• _Work task_
Find each line in the records below that contains the string "before", matching case exactly, and copy every such line.
--- Records for the task ---
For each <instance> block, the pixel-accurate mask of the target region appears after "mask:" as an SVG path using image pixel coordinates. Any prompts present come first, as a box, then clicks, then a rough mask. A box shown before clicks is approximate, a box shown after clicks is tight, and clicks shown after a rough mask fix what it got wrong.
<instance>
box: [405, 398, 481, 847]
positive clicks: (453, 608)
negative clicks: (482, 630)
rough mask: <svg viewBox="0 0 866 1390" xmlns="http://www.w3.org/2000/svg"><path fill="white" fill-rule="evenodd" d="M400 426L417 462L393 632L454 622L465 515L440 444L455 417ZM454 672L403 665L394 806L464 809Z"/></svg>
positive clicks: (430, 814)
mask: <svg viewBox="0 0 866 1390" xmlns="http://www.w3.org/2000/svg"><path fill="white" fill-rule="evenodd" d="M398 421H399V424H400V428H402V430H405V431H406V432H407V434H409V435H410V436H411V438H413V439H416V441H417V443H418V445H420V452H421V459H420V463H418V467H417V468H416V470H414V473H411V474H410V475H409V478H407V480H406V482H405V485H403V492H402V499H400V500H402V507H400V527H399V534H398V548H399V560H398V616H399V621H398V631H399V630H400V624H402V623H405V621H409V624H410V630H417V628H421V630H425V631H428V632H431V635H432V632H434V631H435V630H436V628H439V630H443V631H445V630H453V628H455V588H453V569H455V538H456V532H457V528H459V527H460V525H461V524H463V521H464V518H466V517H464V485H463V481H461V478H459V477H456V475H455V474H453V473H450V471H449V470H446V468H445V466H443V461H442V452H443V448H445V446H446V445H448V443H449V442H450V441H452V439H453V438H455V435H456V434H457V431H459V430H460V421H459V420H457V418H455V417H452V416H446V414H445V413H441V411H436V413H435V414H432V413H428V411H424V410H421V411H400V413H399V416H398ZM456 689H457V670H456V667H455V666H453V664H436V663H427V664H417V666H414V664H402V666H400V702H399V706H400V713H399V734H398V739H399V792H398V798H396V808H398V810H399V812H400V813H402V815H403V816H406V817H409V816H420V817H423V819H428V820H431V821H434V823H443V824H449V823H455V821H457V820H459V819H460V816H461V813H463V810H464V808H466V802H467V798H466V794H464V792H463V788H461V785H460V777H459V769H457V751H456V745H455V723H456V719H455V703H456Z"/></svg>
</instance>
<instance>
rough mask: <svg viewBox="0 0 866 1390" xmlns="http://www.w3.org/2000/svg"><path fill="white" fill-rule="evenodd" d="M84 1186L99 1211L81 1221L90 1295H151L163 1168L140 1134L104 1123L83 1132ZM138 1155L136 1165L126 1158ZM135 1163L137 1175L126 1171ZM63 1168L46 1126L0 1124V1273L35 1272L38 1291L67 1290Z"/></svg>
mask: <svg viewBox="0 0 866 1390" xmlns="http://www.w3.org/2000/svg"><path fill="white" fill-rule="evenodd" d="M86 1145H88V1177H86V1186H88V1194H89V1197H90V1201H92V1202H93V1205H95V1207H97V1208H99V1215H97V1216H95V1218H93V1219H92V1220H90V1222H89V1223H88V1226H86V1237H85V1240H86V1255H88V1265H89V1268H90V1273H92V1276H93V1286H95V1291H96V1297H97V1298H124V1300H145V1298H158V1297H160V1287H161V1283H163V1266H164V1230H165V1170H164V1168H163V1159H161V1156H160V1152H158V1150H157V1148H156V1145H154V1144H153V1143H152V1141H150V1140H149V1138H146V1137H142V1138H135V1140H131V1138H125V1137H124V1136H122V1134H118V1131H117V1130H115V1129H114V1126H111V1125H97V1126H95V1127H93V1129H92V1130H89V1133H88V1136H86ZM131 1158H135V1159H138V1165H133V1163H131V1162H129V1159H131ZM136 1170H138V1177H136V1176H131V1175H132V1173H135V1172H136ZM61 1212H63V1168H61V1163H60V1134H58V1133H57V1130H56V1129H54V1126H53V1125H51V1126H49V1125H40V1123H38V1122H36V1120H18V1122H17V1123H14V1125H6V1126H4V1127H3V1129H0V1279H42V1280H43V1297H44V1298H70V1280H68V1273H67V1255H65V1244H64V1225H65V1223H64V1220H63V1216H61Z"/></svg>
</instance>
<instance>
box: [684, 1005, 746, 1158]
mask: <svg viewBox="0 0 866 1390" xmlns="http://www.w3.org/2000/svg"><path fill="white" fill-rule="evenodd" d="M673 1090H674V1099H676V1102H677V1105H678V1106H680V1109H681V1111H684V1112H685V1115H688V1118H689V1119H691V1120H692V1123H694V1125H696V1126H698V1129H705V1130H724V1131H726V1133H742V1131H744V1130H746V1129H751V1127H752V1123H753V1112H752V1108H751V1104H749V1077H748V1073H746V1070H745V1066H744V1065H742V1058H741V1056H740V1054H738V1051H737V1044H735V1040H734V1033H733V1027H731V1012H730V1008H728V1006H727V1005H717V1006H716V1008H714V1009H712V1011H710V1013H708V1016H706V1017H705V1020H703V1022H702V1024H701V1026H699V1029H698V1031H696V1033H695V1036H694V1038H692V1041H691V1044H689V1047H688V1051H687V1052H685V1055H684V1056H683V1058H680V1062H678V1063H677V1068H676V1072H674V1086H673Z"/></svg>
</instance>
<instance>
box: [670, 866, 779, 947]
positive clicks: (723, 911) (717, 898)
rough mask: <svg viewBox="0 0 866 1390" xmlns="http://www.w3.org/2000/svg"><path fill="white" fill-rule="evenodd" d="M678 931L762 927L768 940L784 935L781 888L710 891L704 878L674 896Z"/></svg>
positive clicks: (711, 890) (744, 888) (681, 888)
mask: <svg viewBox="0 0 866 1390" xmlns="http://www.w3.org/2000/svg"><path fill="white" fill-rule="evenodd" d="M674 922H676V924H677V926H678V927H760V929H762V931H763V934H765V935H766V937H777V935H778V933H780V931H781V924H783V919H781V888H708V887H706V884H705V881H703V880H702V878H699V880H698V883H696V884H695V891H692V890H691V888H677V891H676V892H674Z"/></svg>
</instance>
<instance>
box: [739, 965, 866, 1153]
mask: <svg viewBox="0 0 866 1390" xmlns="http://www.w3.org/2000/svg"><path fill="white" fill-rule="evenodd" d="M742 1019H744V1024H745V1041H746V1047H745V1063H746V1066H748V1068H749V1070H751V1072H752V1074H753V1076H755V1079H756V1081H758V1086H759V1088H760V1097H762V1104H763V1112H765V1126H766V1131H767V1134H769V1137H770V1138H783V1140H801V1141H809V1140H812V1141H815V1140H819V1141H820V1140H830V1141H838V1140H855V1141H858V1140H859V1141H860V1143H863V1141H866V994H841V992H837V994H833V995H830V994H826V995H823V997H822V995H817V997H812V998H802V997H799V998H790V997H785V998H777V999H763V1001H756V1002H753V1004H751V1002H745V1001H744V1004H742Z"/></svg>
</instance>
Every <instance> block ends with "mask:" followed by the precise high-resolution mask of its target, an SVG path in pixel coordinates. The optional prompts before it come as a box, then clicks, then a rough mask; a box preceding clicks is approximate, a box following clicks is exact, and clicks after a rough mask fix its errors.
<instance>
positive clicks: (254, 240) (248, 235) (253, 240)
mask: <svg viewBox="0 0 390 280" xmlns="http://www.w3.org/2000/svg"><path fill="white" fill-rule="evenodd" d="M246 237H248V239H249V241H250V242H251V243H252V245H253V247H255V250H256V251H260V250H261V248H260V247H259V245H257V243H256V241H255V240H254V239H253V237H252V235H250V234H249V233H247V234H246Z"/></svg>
---
• _Result_
For each <instance> block, the pixel-accurate mask of the target region appears after "mask:" as an SVG path using image pixel coordinates. Any prompts present come first, as a box, then clicks, then a rough mask. A box shown before clicks is approximate, a box shown after clicks is tight, and clicks shown after a rough mask fix what it got wrong.
Every <instance> block ends with "mask:" followed by the precise high-resolution mask of its target, an SVG path in pixel coordinates. The optional prompts before it come as a box, then clicks, then a rough mask; a box preceding clicks is approximate, a box following clicks is exact, and clicks after a rough mask fix its errors.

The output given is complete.